WHAT THE TASK REQUIRES
Can the lines below, from the one that holds "find front wheel" to the very end, be echoed exactly, with both ends included and no pictures?

EXCERPTED DATA
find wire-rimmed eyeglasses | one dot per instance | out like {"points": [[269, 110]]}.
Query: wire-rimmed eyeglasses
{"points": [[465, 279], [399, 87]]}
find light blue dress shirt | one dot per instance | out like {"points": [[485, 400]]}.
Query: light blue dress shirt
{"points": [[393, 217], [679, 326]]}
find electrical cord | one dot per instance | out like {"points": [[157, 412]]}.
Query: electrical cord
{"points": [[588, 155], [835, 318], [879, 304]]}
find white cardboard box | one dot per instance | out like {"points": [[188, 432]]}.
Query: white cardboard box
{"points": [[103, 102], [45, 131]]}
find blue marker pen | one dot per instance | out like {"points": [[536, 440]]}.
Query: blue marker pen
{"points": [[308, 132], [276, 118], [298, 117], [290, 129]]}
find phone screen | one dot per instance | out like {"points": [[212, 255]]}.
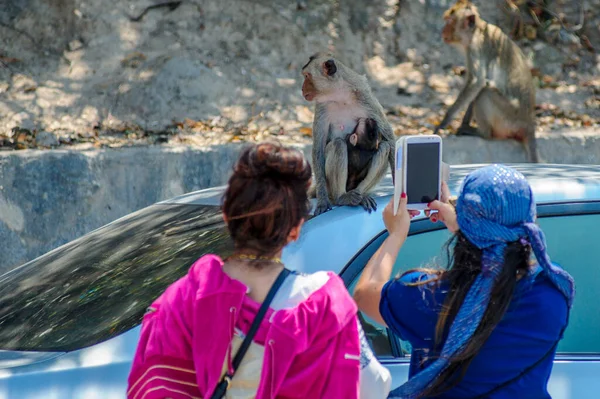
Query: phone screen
{"points": [[422, 172]]}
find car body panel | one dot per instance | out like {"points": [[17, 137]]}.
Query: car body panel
{"points": [[332, 241]]}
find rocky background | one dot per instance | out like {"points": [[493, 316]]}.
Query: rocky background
{"points": [[83, 81], [85, 73]]}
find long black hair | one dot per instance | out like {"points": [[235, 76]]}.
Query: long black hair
{"points": [[464, 265]]}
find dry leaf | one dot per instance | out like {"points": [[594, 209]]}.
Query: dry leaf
{"points": [[307, 131], [530, 32]]}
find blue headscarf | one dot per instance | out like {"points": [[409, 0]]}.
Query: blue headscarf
{"points": [[495, 207]]}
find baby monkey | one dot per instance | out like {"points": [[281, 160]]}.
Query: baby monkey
{"points": [[363, 144]]}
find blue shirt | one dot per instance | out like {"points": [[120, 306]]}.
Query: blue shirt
{"points": [[534, 321]]}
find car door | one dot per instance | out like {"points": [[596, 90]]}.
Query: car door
{"points": [[571, 231]]}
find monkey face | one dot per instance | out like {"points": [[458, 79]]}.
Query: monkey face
{"points": [[319, 76], [460, 24]]}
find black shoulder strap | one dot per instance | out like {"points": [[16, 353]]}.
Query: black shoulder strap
{"points": [[226, 380]]}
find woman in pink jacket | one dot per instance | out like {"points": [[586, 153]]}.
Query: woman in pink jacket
{"points": [[305, 340]]}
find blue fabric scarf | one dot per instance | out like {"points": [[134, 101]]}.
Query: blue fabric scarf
{"points": [[495, 207]]}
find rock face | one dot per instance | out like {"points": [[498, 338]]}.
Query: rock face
{"points": [[238, 59], [49, 198]]}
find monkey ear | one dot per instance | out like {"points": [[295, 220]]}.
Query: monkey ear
{"points": [[353, 139], [470, 21], [329, 67]]}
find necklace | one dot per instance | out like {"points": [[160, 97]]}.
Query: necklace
{"points": [[254, 257]]}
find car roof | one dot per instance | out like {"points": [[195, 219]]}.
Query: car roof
{"points": [[331, 240], [549, 182]]}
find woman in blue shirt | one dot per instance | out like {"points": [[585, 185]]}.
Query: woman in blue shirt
{"points": [[487, 326]]}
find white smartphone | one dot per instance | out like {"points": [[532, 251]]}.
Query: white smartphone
{"points": [[418, 170], [399, 175]]}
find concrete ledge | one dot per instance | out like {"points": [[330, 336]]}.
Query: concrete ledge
{"points": [[48, 198]]}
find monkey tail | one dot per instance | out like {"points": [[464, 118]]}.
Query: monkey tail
{"points": [[532, 149]]}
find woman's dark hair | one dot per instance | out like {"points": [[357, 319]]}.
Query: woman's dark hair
{"points": [[266, 197], [464, 262]]}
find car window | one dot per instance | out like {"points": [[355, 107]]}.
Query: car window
{"points": [[571, 242], [99, 286], [418, 250]]}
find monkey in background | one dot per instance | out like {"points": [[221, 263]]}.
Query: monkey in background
{"points": [[362, 145], [499, 90], [342, 97]]}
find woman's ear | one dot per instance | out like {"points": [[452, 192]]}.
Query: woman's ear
{"points": [[295, 232]]}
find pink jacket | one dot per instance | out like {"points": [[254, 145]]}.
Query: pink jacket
{"points": [[311, 350]]}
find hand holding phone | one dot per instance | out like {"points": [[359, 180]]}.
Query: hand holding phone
{"points": [[418, 170]]}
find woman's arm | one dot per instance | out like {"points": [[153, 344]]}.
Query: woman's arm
{"points": [[378, 270]]}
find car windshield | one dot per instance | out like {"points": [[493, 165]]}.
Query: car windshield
{"points": [[99, 285]]}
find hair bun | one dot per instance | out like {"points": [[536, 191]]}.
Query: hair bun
{"points": [[273, 160]]}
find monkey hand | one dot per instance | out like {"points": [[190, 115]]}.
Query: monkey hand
{"points": [[323, 205], [356, 198]]}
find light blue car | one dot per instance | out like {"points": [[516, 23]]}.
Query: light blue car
{"points": [[69, 320]]}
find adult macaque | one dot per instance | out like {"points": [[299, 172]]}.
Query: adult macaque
{"points": [[499, 90], [342, 97]]}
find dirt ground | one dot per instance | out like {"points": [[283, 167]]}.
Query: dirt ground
{"points": [[83, 74]]}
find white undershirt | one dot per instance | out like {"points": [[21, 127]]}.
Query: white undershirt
{"points": [[375, 380]]}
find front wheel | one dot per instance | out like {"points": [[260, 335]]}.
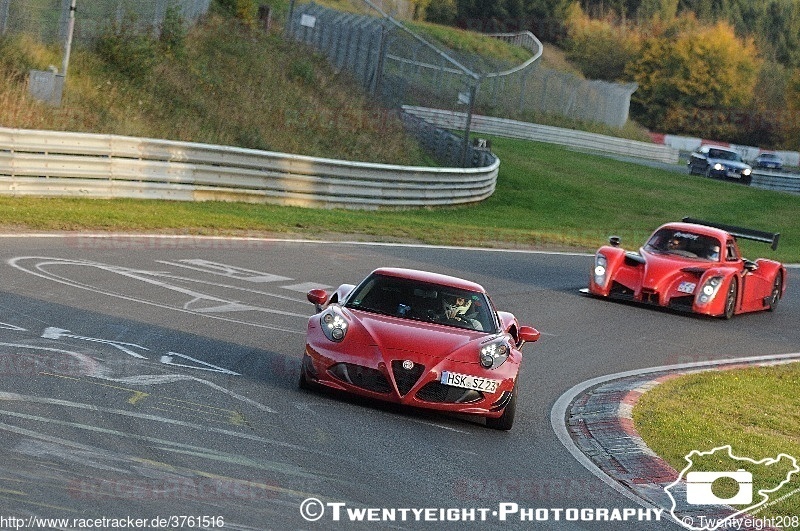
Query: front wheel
{"points": [[506, 420], [775, 296], [730, 300]]}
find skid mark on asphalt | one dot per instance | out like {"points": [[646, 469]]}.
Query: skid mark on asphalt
{"points": [[195, 298]]}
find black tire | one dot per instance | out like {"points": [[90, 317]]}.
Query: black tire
{"points": [[303, 382], [775, 296], [506, 420], [730, 300]]}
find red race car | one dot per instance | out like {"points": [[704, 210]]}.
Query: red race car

IN RESPONSE
find front wheel | one dot per instance | out like {"points": [[260, 335]]}.
Query: front wheel
{"points": [[506, 420], [775, 296], [730, 300]]}
find skid mark on asphalt | one dot per instance | out like {"points": [[646, 469]]}.
Query: skid mark on asphalt
{"points": [[195, 298]]}
find black tire | one dot per instance | out like {"points": [[90, 317]]}.
Query: black tire
{"points": [[303, 382], [775, 296], [506, 420], [730, 300]]}
find red race car | one dot per instance | out like {"points": [[704, 210]]}.
Query: red race car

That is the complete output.